- [AIM OF THE EXERCISE]: In the lines below, look for "smiling". Copy each line where it appears.
Start of Block
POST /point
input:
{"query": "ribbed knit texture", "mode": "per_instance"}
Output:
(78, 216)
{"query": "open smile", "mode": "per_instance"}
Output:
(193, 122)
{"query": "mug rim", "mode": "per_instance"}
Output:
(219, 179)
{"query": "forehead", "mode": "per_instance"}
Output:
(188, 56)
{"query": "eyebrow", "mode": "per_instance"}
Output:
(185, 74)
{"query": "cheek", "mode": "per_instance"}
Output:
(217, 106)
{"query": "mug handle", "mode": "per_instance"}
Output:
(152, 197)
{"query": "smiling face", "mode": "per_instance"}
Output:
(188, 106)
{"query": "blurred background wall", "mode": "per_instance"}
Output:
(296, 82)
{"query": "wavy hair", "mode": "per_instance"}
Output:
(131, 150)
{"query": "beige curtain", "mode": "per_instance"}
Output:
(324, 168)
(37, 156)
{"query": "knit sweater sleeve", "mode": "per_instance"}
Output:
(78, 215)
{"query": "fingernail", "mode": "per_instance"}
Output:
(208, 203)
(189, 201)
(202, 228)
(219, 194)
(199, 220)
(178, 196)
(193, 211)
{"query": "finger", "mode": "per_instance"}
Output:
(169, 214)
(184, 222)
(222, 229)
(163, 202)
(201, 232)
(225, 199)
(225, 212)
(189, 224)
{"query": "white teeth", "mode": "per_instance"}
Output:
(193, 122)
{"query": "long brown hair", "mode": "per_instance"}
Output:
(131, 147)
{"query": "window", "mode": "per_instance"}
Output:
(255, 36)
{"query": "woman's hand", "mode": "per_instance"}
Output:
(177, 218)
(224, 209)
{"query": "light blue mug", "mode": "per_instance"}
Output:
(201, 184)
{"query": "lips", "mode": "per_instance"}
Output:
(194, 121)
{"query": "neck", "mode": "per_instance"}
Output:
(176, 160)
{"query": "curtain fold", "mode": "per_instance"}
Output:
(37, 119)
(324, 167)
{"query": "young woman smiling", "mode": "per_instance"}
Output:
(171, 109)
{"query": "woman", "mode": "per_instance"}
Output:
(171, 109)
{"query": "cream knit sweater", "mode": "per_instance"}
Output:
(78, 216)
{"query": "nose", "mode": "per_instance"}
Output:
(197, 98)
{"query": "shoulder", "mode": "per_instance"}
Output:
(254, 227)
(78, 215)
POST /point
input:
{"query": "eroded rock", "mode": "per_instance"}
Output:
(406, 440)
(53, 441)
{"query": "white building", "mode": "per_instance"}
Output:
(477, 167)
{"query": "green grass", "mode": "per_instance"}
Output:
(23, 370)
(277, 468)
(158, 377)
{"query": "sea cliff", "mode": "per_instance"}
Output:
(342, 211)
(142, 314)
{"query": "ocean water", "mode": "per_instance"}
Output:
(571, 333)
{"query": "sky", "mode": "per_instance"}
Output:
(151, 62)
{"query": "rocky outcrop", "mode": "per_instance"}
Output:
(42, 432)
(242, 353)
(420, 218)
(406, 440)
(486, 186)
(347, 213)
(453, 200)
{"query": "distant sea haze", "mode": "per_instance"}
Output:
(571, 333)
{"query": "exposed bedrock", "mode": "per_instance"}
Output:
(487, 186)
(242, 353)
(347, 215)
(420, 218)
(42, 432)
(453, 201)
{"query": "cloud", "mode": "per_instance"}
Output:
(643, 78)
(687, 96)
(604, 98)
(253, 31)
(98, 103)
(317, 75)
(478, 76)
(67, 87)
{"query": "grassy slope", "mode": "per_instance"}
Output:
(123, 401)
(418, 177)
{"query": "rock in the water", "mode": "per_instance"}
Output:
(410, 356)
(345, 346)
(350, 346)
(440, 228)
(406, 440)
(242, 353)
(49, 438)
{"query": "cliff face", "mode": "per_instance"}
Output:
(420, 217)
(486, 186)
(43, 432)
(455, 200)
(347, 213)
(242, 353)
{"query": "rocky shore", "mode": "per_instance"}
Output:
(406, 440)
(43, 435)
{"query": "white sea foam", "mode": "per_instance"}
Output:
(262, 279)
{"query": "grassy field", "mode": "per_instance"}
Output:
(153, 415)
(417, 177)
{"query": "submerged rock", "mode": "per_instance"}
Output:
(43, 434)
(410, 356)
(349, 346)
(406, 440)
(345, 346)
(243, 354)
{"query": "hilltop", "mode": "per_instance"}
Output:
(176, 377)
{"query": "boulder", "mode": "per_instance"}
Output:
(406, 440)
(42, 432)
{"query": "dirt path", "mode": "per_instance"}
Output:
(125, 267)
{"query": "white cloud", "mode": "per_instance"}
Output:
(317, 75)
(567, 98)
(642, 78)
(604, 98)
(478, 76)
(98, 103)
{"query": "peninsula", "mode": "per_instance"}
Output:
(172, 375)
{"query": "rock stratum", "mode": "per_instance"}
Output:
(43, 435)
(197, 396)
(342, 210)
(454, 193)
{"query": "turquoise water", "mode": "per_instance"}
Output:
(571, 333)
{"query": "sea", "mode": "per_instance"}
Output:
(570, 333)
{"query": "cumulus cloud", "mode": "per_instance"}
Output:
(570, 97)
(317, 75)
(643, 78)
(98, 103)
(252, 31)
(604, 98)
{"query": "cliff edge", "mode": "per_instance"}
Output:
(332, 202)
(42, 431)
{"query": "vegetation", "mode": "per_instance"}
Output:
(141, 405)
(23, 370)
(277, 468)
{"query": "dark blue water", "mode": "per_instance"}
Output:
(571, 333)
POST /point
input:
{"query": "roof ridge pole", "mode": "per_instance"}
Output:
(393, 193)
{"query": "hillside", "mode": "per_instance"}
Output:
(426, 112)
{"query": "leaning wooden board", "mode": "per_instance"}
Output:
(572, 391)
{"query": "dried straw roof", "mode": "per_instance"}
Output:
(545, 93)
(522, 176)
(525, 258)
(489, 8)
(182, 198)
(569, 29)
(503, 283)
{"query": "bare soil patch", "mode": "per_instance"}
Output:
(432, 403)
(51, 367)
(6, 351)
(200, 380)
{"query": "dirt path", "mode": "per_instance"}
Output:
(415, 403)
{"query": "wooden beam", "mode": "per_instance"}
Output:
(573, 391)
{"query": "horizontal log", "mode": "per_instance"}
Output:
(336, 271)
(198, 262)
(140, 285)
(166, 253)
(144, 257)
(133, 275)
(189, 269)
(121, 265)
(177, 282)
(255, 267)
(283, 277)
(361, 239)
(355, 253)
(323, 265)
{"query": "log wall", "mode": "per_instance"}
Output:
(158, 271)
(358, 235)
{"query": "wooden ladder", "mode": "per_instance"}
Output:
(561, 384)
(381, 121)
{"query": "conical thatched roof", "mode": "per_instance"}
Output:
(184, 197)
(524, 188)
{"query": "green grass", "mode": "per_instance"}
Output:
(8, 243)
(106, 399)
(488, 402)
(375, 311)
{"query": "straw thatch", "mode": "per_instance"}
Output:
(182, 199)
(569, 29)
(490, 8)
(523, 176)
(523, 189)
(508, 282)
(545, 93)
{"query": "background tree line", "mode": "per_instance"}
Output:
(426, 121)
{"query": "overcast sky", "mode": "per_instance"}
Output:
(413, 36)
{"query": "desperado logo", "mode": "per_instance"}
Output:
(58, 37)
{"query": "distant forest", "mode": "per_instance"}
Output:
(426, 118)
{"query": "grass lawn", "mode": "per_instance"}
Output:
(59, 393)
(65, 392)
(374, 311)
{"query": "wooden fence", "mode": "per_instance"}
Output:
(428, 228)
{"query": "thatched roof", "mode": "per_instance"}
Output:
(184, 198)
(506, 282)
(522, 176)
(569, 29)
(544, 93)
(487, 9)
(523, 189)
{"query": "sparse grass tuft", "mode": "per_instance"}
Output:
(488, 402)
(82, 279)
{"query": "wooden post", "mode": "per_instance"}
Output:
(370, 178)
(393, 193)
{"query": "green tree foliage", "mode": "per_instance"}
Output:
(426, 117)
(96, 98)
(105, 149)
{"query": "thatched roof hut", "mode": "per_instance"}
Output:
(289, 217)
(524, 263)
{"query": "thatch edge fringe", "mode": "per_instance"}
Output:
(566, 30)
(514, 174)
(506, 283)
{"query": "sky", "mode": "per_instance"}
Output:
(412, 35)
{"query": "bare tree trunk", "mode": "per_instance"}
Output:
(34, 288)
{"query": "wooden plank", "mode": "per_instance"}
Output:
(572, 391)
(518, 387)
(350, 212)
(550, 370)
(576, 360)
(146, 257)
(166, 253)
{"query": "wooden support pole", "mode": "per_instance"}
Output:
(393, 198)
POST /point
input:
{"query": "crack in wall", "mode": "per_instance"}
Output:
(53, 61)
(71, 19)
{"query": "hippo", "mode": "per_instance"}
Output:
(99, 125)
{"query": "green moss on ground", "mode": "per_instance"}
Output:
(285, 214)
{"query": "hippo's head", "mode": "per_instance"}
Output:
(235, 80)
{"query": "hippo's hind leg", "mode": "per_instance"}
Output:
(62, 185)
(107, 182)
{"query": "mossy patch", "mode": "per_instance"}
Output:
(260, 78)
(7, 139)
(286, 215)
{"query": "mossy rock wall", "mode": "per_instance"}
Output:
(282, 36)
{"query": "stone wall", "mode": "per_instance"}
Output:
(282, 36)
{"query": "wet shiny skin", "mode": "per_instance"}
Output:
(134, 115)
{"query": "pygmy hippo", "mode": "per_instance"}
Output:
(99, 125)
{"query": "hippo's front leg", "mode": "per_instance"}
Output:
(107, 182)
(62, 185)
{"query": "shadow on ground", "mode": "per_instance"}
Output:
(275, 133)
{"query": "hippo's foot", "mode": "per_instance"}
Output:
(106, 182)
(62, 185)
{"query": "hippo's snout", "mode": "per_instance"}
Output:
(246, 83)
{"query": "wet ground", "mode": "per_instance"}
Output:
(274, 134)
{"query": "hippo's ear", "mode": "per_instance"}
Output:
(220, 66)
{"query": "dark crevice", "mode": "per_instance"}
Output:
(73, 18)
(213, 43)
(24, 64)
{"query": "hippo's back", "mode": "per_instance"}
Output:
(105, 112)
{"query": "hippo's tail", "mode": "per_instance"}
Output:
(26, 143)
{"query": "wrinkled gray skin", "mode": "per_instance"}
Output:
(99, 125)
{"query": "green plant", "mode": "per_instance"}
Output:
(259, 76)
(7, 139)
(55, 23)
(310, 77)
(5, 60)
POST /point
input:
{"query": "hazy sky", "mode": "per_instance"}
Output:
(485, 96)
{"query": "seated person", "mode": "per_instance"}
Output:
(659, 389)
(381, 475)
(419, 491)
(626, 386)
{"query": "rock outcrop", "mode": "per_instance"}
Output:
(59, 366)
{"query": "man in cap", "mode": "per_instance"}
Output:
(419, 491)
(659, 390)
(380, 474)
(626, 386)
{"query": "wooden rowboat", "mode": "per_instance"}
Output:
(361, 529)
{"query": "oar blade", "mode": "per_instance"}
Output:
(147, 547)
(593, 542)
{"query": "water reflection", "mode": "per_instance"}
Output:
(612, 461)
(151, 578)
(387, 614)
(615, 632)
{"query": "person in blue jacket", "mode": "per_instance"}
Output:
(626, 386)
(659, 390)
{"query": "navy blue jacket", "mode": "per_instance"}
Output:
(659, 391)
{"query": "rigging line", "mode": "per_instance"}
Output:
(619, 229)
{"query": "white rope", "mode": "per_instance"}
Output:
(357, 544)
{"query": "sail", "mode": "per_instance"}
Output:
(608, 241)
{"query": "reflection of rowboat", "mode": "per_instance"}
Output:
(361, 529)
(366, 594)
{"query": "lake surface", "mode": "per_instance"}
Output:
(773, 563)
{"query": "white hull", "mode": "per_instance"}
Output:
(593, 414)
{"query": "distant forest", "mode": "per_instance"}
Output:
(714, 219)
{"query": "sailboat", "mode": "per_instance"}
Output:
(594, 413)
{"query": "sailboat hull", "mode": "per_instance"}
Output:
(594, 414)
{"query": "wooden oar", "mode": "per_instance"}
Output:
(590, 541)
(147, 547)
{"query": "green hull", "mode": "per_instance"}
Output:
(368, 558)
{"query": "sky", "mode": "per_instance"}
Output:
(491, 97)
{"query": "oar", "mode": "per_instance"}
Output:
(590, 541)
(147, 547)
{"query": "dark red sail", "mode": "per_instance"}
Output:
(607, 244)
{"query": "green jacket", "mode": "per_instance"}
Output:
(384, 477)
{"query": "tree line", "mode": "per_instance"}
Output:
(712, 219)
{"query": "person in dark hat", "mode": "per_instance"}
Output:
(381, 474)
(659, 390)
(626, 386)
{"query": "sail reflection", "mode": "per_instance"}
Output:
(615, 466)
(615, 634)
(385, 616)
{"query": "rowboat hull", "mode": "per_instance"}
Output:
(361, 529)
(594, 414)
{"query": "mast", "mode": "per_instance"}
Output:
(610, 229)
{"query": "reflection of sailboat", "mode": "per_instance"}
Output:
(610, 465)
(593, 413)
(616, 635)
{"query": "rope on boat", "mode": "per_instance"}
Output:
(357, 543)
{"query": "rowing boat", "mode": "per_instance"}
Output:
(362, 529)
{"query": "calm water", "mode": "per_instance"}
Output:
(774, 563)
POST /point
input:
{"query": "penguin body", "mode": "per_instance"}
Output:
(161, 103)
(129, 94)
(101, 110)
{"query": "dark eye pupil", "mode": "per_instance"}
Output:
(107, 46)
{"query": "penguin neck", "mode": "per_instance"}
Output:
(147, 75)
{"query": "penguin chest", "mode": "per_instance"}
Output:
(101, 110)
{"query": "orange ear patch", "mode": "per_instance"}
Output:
End of Block
- [ANSWER TO THE PROBLEM]:
{"query": "smiling face", "mode": "per_instance"}
{"query": "young woman smiling", "mode": "per_instance"}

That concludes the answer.